Dokumentauszug -
--
Verfahrensgang
Bayerisches LSG (Urteil vom 26.03.1992) |
Tenor
Auf die Revision der Klägerin wird das Urteil des Bayerischen Landessozialgerichts vom 26. März 1992 aufgehoben und die Sache zur erneuten Verhandlung und Entscheidung an das Landessozialgericht zurückverwiesen.
Tatbestand
I
Der Rechtsstreit betrifft einen Anspruch auf Arbeitslosengeld (Alg) für einen Zeitraum, in dem die Klägerin ihren Wohnsitz in den Niederlanden hatte.
Die Klägerin war in Deutschland beschäftigt. Nachdem ihr Ehemann – ein Soldat der Bundeswehr – aus Deutschland in die Niederlande versetzt worden war, verlegte sie im April 1987 ihren Wohnsitz grenznah nach S. … (Niederlande). Zu dieser Zeit befand sich die Klägerin im Erziehungsurlaub, der am 9. August 1987 endete. Zum Ende des Erziehungsurlaubs kündigte die Klägerin ihr Arbeitsverhältnis in Deutschland. Da sie die Absicht hatte, in Deutschland zu arbeiten, wandte sie sich erstmals am 26. August 1987 an die von S. … rund 15 Kilometer entfernt liegende Dienststelle Geilenkirchen des Arbeitsamts Aachen. Wegen ihres Wohnsitzes in den Niederlanden wurde sie an die niederländische Arbeitsverwaltung verwiesen, bei der sie am folgenden Tag vorsprach. Die niederländische Arbeitsverwaltung lehnte die Zahlung von Alg mit Bescheid vom 6. April 1988 ab, weil die Klägerin in den Niederlanden nicht arbeitslosenversichert beschäftigt gewesen sei. Daraufhin beantragte die Klägerin mit Schreiben vom 6. April 1988 Alg beim Arbeitsamt Bonn. Dieses lehnte den Antrag mit Bescheid vom 14. April 1988 ab, weil sich die Klägerin nicht persönlich beim zuständigen Arbeitsamt arbeitslos gemeldet habe und vor ihrer Ausreise aus Deutschland nicht arbeitslos gewesen sei. Der Widerspruch der Klägerin blieb erfolglos (Widerspruchsbescheid vom 30. Mai 1988).
--
[Einträge aus einem Datensatz]
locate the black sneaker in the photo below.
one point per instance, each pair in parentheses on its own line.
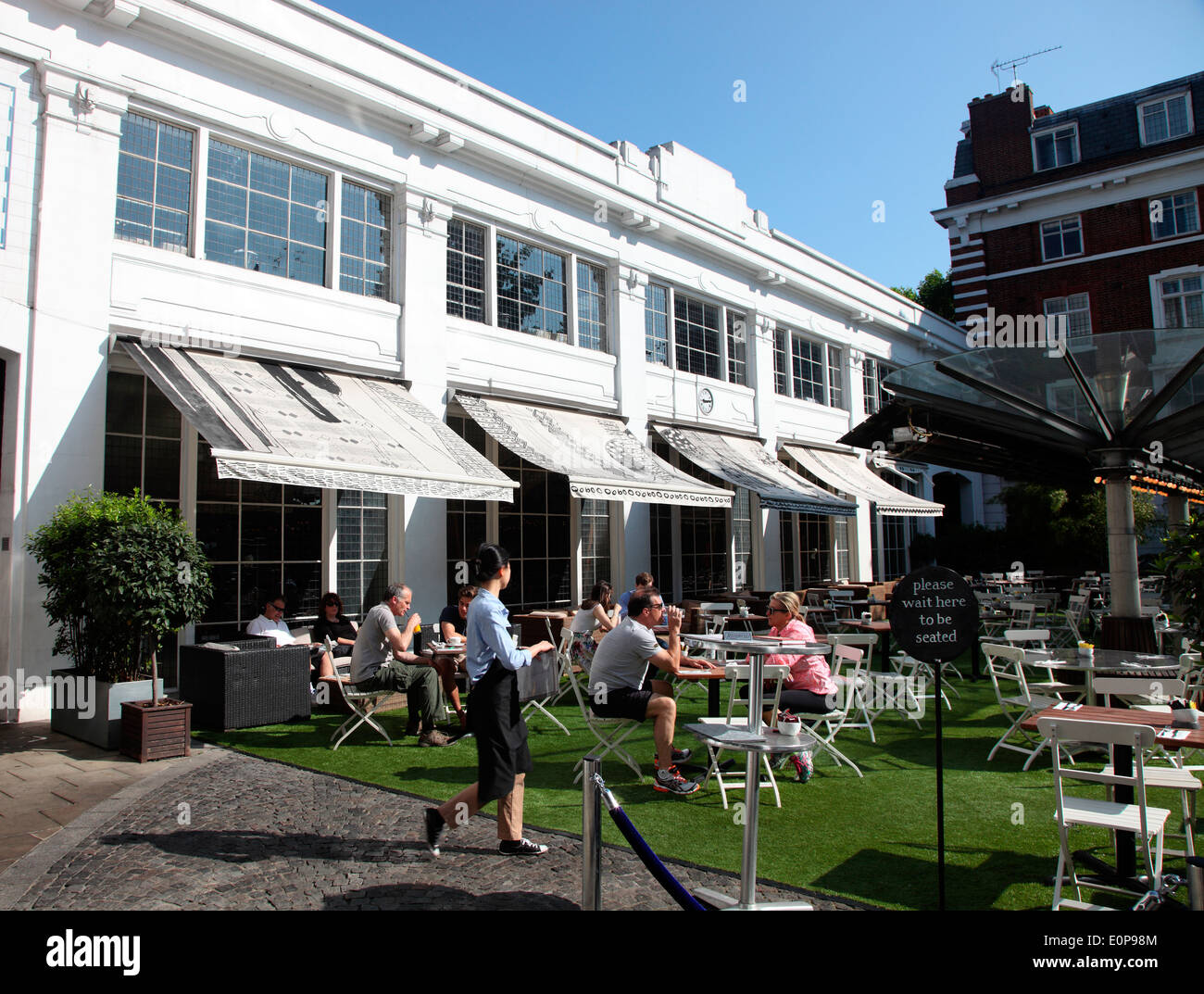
(672,782)
(436,828)
(521,847)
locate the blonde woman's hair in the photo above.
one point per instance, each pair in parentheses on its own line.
(789,600)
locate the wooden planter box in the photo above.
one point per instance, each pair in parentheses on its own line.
(157,733)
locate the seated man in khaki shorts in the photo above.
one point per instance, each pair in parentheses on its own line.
(618,688)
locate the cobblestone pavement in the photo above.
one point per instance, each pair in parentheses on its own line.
(228,830)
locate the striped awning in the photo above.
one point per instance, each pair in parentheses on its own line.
(745,463)
(847,472)
(278,423)
(601,458)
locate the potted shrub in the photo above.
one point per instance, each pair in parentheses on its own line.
(1183,564)
(120,573)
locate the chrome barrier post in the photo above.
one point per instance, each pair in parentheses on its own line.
(591,837)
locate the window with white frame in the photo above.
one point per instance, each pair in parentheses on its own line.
(696,335)
(143,430)
(835,376)
(841,548)
(466,270)
(1056,147)
(595,524)
(1164,119)
(705,339)
(361,566)
(590,307)
(660,532)
(1076,308)
(742,539)
(261,212)
(155,183)
(737,348)
(468,521)
(657,324)
(364,236)
(1060,239)
(1183,301)
(781,369)
(873,372)
(260,539)
(1176,213)
(807,369)
(531,289)
(265,215)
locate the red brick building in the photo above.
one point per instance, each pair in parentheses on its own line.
(1092,212)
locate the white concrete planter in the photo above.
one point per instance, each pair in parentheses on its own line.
(104,700)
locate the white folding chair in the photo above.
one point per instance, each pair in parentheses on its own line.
(1155,696)
(1006,666)
(918,676)
(362,705)
(855,690)
(1148,823)
(608,732)
(834,721)
(734,673)
(714,616)
(1036,638)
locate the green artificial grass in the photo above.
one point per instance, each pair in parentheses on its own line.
(871,840)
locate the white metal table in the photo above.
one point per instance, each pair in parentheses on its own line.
(754,744)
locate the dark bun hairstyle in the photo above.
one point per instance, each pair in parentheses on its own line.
(488,560)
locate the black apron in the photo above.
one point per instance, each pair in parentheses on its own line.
(495,720)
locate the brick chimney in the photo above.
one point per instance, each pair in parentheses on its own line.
(999,135)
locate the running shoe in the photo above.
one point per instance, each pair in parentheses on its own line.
(672,782)
(436,828)
(521,847)
(803,768)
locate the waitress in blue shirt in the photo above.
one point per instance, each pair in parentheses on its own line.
(495,717)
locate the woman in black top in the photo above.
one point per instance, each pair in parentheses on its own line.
(333,624)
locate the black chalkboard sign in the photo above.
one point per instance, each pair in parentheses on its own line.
(934,614)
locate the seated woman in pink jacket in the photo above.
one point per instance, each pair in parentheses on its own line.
(809,688)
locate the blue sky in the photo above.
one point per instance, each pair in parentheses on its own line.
(847,104)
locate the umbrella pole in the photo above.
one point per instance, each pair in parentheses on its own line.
(1122,548)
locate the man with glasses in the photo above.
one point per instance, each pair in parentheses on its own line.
(271,623)
(619,688)
(381,661)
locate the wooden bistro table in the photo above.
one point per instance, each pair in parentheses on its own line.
(1122,760)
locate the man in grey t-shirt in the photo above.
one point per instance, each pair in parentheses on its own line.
(618,688)
(380,661)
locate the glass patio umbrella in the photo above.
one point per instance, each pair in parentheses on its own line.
(1123,408)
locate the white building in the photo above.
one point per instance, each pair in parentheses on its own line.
(219,183)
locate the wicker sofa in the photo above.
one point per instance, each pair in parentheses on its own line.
(256,685)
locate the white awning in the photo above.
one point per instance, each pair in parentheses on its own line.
(745,463)
(277,423)
(601,458)
(847,472)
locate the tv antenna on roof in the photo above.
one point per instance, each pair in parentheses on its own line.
(1012,63)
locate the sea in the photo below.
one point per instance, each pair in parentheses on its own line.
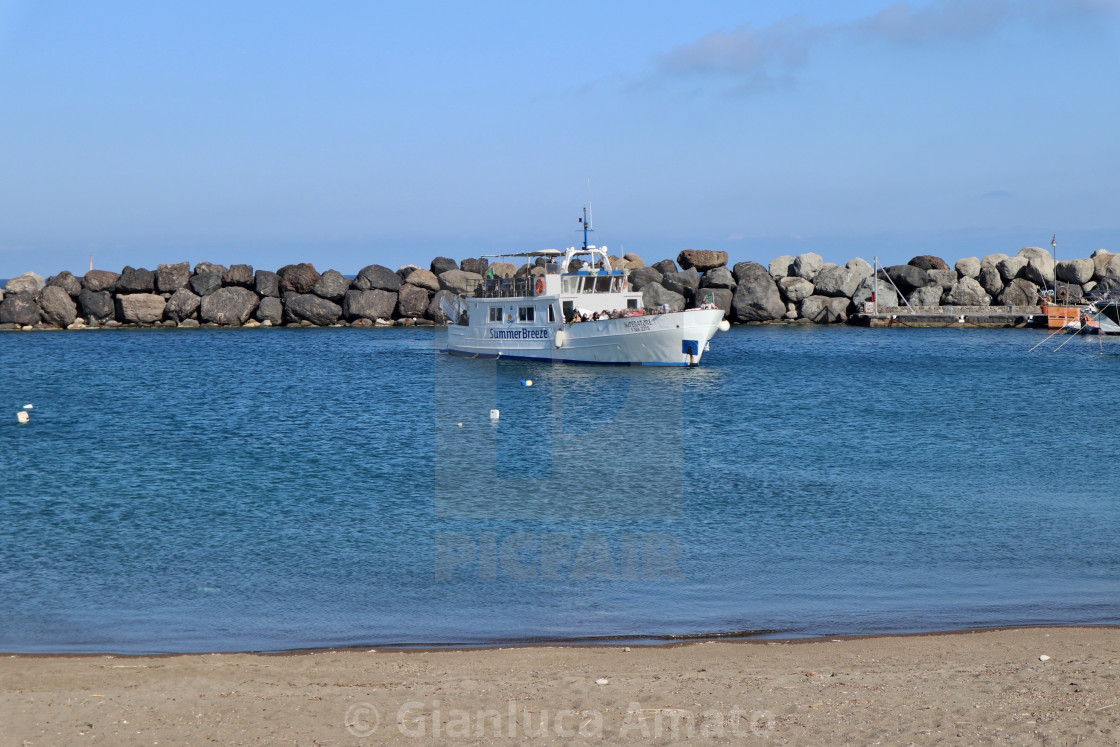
(294,488)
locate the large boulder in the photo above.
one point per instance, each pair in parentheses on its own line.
(239,274)
(136,281)
(837,281)
(806,265)
(1079,271)
(67,282)
(369,305)
(1018,292)
(29,283)
(929,262)
(375,277)
(795,289)
(781,267)
(57,307)
(205,283)
(298,278)
(968,268)
(654,295)
(411,301)
(457,281)
(309,307)
(19,308)
(756,298)
(98,280)
(441,264)
(170,278)
(140,308)
(95,305)
(232,306)
(183,305)
(267,285)
(701,259)
(333,286)
(968,291)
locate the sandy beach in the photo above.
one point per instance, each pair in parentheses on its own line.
(1026,685)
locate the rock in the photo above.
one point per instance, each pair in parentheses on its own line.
(1079,271)
(1041,260)
(375,277)
(1010,268)
(990,279)
(267,283)
(66,281)
(298,278)
(239,274)
(655,295)
(943,278)
(207,268)
(718,278)
(19,309)
(333,286)
(837,281)
(270,311)
(435,308)
(441,264)
(136,281)
(795,289)
(29,283)
(823,309)
(907,277)
(422,279)
(411,301)
(57,307)
(968,268)
(170,278)
(781,267)
(95,304)
(756,298)
(457,281)
(808,265)
(205,283)
(140,308)
(232,306)
(640,279)
(929,262)
(313,309)
(183,305)
(370,305)
(968,291)
(701,259)
(1018,292)
(98,280)
(476,265)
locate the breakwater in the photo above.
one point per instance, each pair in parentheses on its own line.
(790,289)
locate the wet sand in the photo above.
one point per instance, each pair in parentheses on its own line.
(963,688)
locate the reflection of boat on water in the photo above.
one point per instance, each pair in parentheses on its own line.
(574,307)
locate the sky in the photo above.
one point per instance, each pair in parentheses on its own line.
(346,133)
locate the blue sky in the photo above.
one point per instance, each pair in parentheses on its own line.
(352,132)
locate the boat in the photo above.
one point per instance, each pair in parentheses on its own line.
(575,307)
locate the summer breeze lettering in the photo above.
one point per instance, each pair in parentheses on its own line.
(524,333)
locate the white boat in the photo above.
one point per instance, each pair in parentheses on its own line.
(570,311)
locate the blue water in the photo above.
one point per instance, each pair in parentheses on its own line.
(182,491)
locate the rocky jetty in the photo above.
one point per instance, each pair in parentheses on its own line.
(790,289)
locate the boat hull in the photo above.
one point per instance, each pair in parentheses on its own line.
(664,339)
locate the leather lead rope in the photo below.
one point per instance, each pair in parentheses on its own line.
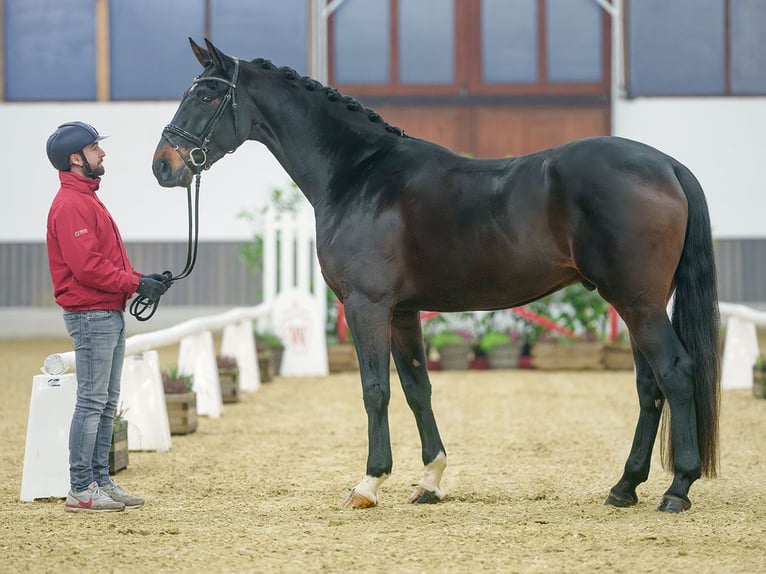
(142,307)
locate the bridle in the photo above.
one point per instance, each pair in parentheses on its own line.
(197,158)
(143,308)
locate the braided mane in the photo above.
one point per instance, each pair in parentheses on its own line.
(332,94)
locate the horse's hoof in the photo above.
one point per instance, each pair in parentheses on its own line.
(620,501)
(355,501)
(673,504)
(423,496)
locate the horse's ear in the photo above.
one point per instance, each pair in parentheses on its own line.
(200,53)
(218,58)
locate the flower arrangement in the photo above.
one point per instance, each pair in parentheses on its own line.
(175,382)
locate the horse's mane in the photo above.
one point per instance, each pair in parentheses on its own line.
(332,94)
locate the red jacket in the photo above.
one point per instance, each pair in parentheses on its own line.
(89,266)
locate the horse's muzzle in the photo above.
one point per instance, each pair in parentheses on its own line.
(169,169)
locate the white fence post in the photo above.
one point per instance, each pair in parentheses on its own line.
(296,291)
(142,399)
(196,357)
(46,455)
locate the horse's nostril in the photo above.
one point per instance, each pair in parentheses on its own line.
(161,170)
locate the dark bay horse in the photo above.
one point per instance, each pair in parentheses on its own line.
(404,225)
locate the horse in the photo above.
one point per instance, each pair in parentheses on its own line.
(404,225)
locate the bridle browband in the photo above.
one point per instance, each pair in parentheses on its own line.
(143,308)
(197,158)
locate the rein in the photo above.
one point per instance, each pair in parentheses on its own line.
(143,308)
(197,158)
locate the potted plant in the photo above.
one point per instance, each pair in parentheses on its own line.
(451,338)
(118,453)
(181,401)
(759,377)
(269,345)
(228,377)
(498,340)
(584,313)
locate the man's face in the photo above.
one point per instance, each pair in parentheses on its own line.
(95,156)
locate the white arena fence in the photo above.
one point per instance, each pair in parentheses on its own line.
(294,308)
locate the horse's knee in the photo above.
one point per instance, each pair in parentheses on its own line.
(376,398)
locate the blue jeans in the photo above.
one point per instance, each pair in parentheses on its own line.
(99,346)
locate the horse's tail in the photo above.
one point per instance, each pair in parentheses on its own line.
(696,321)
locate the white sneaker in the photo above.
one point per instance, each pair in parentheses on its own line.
(116,492)
(92,499)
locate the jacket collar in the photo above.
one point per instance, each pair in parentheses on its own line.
(77,182)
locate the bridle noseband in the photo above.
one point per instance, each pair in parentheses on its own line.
(142,307)
(197,158)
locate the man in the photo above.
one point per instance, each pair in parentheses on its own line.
(92,280)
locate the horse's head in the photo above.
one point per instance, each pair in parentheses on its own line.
(207,124)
--
Zu bearbeitende Aufgaben -
(1) Aktualisieren Sie im Dokumentauszug den Abschnitt, der mit den Worten "Verfahrensgang" beginnt und mit "das Landessozialgericht zurückverwiesen." endet: Geben Sie ihn erneut wieder und setzen Sie dabei "Berufung" anstelle von "Revision".
(2) An welchem Tag endete laut Dokumentauszug der Erziehungsurlaub der Klägerin?

Ausgearbeitete Lösungen -
(1)
Verfahrensgang
Bayerisches LSG (Urteil vom 26.03.1992) |
Tenor
Auf die Berufung der Klägerin wird das Urteil des Bayerischen Landessozialgerichts vom 26. März 1992 aufgehoben und die Sache zur erneuten Verhandlung und Entscheidung an das Landessozialgericht zurückverwiesen.

(2) Am 9. August 1987.